▶ [Text provided]:
──────

Onwentsia at 125

Lake Forest club celebrates its 125th anniversary by reflecting on rich history

CDGA
6 min readJun 11, 2020

By David A.F. Sweet

This article appeared in the June 2020 edition of Chicago District Golfer.

The Onwentsia Club golf course sits unobtrusively behind a strand of trees just south of downtown Lake Forest, one of the jewels in the crown of Chicago’s North Shore suburbs.

The club’s quiet demeanor and devotion to privacy belie the significant place Onwentsia holds in the history of golf in the world, not just in the Chicago District. Onwentsia has played host to the country’s biggest tournaments, including the U.S. Open (1906) and the U.S. Amateur (1899). The club — which is celebrating its 125th anniversary this year — has impeccable ties to the cradle of golf, St. Andrews. Its first pro, Robert Foulis, grew up a few blocks from the Old Course, and his father manufactured golf clubs with Old Tom Morris. Its second pro, Willie Marshall, was raised next door to Foulis.

Those who have played the 6,600-yard layout encompass the biggest names in the history of the game. A few weeks before the famous 1913 U.S. Open at The Country Club in Brookline, Massachusetts, defending U.S. Open champion Ted Ray and former U.S. Open champion Harry Vardon played in a 36-hole exhibition match at Onwentsia. Nicklaus, Palmer and Trevino walked the course when woods were still made of actual wood. PGA champion Keegan Bradley etched a score in the 60s on the par-71 layout earlier this century.

──────

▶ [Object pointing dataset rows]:
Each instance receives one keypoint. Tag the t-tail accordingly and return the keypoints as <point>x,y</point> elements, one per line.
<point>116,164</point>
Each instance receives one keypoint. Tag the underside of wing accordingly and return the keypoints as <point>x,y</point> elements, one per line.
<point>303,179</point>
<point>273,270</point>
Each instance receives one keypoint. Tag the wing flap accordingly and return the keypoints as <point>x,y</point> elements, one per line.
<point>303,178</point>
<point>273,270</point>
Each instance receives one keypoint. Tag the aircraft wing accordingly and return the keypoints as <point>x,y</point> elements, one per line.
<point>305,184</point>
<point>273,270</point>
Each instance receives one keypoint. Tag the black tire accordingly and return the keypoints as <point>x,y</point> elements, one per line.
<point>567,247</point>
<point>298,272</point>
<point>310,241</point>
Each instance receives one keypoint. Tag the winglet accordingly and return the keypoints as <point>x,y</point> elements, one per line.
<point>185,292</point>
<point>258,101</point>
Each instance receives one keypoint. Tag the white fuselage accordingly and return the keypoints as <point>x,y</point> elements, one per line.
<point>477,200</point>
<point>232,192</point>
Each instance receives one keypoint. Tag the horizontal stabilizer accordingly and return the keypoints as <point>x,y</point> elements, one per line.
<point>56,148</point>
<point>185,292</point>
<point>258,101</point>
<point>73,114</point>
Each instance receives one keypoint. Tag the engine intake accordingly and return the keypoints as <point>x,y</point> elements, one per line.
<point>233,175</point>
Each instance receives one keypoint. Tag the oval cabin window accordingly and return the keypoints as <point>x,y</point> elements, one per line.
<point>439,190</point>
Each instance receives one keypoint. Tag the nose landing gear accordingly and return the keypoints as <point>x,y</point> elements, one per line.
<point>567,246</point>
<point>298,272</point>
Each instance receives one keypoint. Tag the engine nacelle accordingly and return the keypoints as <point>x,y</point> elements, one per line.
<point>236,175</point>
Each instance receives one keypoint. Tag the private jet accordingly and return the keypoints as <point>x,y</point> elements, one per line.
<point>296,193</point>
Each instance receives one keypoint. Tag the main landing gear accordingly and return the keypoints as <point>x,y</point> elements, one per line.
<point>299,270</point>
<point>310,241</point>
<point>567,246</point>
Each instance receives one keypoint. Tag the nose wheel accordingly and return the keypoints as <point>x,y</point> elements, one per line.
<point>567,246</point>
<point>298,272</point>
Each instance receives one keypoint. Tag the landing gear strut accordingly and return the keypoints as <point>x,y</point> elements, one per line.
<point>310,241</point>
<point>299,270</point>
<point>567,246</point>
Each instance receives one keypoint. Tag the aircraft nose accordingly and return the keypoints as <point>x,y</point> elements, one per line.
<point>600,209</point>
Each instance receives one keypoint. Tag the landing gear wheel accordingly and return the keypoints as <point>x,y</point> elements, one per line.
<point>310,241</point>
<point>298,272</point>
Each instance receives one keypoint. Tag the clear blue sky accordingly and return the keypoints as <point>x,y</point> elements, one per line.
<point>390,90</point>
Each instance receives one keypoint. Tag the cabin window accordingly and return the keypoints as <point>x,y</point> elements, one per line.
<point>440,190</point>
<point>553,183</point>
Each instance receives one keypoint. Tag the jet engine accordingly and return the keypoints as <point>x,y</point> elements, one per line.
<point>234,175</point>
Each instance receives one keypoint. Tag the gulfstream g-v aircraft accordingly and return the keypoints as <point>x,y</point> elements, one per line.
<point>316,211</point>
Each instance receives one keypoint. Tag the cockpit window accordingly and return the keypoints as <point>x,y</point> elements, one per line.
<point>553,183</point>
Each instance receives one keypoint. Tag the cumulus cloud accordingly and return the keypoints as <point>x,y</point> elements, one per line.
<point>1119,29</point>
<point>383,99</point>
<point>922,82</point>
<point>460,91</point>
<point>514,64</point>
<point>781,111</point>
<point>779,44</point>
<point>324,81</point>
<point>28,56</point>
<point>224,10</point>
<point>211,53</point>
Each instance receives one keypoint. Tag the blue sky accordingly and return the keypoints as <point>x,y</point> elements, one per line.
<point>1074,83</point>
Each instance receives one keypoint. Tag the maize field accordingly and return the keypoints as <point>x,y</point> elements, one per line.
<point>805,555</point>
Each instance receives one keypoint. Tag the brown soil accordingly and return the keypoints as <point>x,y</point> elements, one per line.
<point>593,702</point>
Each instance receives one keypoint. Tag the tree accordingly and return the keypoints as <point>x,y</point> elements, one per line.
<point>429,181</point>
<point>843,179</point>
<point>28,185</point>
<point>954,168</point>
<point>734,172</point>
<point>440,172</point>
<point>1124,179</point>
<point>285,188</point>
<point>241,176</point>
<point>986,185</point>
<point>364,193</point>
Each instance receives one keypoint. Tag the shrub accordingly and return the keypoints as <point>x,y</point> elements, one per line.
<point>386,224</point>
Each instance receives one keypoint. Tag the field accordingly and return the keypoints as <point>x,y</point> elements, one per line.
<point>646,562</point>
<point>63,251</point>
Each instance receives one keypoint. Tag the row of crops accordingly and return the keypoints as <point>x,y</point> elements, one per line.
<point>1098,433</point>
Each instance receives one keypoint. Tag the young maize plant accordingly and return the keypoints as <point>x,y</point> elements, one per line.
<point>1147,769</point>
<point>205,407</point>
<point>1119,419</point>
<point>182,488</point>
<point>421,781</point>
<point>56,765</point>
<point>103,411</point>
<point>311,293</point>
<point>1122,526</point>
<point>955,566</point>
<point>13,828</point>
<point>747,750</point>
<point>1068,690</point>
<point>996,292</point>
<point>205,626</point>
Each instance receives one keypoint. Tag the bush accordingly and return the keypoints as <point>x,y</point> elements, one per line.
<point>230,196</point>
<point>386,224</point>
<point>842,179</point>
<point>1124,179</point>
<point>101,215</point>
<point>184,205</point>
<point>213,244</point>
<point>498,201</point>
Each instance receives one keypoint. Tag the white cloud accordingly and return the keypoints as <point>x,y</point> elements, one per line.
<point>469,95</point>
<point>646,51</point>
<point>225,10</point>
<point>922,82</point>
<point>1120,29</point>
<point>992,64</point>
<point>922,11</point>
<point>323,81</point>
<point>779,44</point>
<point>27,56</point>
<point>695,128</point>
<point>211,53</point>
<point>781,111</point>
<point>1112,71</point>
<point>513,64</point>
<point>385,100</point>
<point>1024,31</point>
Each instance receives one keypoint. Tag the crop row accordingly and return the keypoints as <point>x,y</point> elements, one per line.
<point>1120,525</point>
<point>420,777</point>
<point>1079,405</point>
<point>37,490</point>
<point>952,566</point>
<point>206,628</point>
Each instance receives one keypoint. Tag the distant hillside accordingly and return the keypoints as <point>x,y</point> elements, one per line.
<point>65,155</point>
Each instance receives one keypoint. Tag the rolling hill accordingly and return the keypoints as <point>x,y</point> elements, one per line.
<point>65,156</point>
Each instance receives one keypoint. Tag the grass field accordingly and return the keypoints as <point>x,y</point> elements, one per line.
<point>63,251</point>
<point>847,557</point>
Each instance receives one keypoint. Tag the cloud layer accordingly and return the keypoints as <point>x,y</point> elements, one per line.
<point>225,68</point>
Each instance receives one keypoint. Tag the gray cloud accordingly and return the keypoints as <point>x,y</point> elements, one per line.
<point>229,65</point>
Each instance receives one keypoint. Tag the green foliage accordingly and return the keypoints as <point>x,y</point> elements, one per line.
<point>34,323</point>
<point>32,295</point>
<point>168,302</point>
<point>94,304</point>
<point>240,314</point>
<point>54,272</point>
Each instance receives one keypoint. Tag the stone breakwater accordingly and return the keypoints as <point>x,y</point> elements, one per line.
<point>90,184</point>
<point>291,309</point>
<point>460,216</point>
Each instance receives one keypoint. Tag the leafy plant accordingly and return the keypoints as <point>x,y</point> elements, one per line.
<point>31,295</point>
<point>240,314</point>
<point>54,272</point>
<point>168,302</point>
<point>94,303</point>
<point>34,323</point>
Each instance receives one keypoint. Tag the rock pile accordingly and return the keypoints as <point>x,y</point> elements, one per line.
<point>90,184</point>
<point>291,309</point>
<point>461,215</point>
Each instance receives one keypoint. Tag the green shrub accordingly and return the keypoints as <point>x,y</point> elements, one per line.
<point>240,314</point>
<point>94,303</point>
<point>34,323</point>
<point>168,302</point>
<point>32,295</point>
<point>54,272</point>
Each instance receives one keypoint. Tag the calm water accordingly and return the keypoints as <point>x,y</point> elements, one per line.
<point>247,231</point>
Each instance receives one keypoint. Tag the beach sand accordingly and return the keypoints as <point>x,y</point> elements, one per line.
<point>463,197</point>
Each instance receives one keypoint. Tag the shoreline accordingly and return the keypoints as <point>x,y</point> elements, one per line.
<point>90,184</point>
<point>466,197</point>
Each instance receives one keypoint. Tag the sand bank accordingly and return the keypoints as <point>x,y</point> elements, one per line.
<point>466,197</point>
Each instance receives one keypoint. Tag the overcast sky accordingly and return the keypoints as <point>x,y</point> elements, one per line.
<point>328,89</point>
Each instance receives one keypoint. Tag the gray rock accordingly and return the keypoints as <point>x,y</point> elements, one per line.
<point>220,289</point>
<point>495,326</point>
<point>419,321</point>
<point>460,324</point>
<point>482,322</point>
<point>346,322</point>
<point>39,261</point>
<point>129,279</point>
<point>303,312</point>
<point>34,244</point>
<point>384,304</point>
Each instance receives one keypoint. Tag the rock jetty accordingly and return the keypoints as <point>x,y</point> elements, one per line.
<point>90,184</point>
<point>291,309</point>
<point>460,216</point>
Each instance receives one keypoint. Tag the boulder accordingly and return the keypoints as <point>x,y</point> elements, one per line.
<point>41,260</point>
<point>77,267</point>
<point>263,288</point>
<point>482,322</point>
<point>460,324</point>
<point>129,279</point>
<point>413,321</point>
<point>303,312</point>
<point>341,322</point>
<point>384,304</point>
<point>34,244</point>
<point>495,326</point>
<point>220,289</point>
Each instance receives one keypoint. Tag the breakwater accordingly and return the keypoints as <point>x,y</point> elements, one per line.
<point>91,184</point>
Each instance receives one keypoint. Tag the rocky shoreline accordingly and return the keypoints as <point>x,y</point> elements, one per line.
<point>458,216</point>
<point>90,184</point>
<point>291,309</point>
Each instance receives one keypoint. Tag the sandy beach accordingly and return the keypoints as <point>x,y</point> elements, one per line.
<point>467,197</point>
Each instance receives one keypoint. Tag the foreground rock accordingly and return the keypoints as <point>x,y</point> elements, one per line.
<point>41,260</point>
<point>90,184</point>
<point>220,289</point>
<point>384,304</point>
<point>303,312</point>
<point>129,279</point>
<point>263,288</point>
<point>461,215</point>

──────

▶ [Instructions]:
1 > From the Onwentsia article, print the stretch from "The club’s quiet" through "door to Foulis.".
2 > Check each statement against the Onwentsia article. For each one, answer yes or no and quote the exact words from the article that decide it.
(a) Onwentsia hosted the U.S. Open in 1906.
(b) Robert Foulis was the club's second pro.
(c) The course measures 7,100 yards.

▶ [Expected results]:
1 >
The club’s quiet demeanor and devotion to privacy belie the significant place Onwentsia holds in the history of golf in the world, not just in the Chicago District. Onwentsia has played host to the country’s biggest tournaments, including the U.S. Open (1906) and the U.S. Amateur (1899). The club — which is celebrating its 125th anniversary this year — has impeccable ties to the cradle of golf, St. Andrews. Its first pro, Robert Foulis, grew up a few blocks from the Old Course, and his father manufactured golf clubs with Old Tom Morris. Its second pro, Willie Marshall, was raised next door to Foulis.

2 >
(a) Yes: "including the U.S. Open (1906) and the U.S. Amateur (1899)"
(b) No: "Its first pro, Robert Foulis"
(c) No: "Those who have played the 6,600-yard layout"